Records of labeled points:
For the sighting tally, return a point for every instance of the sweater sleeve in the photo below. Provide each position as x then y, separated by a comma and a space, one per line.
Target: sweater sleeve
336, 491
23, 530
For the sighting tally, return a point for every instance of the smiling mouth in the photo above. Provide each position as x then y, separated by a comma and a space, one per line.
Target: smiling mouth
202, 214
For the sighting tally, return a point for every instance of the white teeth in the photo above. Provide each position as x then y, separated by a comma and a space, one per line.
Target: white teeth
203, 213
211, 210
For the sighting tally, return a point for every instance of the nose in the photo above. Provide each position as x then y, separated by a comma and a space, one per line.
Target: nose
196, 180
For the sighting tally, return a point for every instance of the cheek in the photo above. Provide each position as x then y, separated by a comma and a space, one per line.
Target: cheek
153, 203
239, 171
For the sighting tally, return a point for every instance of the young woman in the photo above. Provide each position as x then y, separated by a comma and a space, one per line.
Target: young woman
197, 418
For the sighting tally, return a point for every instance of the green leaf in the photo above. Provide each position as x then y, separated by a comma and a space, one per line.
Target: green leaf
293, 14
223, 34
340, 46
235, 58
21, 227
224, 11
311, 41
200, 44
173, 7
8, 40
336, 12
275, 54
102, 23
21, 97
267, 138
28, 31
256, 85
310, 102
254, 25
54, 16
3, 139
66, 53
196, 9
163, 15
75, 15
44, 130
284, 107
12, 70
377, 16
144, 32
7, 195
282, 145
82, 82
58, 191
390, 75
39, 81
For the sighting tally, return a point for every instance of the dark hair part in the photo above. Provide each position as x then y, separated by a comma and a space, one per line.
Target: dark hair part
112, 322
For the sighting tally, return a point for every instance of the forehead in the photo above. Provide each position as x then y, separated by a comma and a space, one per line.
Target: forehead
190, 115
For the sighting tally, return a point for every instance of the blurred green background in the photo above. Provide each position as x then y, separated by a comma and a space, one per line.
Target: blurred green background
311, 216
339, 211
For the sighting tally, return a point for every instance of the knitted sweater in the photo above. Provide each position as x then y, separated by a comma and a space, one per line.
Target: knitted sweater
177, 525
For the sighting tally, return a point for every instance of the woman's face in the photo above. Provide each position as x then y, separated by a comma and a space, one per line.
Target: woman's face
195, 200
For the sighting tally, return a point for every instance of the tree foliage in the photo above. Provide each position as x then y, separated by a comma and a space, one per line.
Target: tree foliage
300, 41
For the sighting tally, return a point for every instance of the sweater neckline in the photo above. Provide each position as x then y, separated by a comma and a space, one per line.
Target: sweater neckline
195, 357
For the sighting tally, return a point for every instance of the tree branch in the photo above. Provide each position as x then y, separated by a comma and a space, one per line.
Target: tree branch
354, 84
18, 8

= Exercise objective =
Retype all of the entries above, reproducing every line word for word and in its original order.

= Response for this exercise =
For the sighting tally, return a point for every instance of the sweater sleeve in the photo below. Provide each position as x then y, separated by a comma and a space, one per line.
Target: sweater sleeve
336, 491
23, 530
For the sighting tally, return a point for every instance of the smiling mouth in the photo above. Provide each position as x then y, separated by a comma and a space, one per line.
Target: smiling mouth
202, 214
For the sighting tally, return a point for every instance of the white teeth in the photo above. Provide each position as x then y, separated by a comma and a space, one per line.
Target: white teeth
203, 213
211, 210
For the sighting tally, return a point for every instance of the nose in the photo above. Provide each position as x then y, separated by a comma and a space, one per line.
Target: nose
196, 180
For the sighting tally, return a point for every instance of the cheek in the photo above. Provide each position as x then y, separated by a comma and a space, one per line.
Target: cheek
153, 203
239, 171
For the sighting tally, return a point for every instance of the young woman in the photo above. Provide each position as x then y, separated by a comma and a space, one per line.
Target: young woman
197, 418
For the sighting tally, return a point for every instance of the green leaf in the photo above. Provide each position as x then y, separated by a comma and a space, one per line.
Target: green leaf
293, 14
223, 34
340, 46
235, 58
21, 227
224, 11
311, 41
200, 44
173, 7
8, 40
336, 12
275, 54
102, 23
21, 97
267, 138
28, 31
256, 85
310, 102
254, 25
54, 16
3, 139
66, 53
196, 9
163, 15
75, 15
44, 130
284, 107
12, 70
377, 16
144, 32
7, 195
282, 145
82, 82
58, 191
390, 75
39, 81
For the sighting tally, return a point for every instance of the dark hair part in the photo above. Provide each position as x then y, separated by a comma and a space, one per line.
Target: dark hair part
112, 322
For the sighting tally, return a point for every instance of the forehead in the photo above. Provide each position as x then y, separated by a comma and a space, one per line.
Target: forehead
190, 115
For the sighting tally, return a point for every instance of the blurred green background in the photo above. Provide each position as x then y, separated by a comma and a space, one per line.
Target: blurred green background
311, 216
339, 211
For the sighting tally, return a point for every instance of the knitted sweater in the photo above. Provide each position as x then y, separated by a comma and a space, one per line.
Target: knitted sweater
177, 525
For the sighting tally, return a point for every instance of the woman's face in the photo above. Provide each position as x then y, separated by a comma and a space, one per line.
Target: woman's face
195, 200
For the sighting tally, return a point for every instance of the tree foliage in the photo above. Provide each position as x then y, separated by a comma and a space, one per line.
Target: tree foliage
300, 41
For the sighting tally, return a point for every instance of the sweater neckline in the photo above. Provide each position as x then y, separated by a comma and a space, one per line.
Target: sweater neckline
195, 357
For the sighting tally, return a point for every instance of the tree branch in the photo above. Provide each position as x then y, separated by a comma and a space, one per line.
Target: tree branch
354, 84
18, 8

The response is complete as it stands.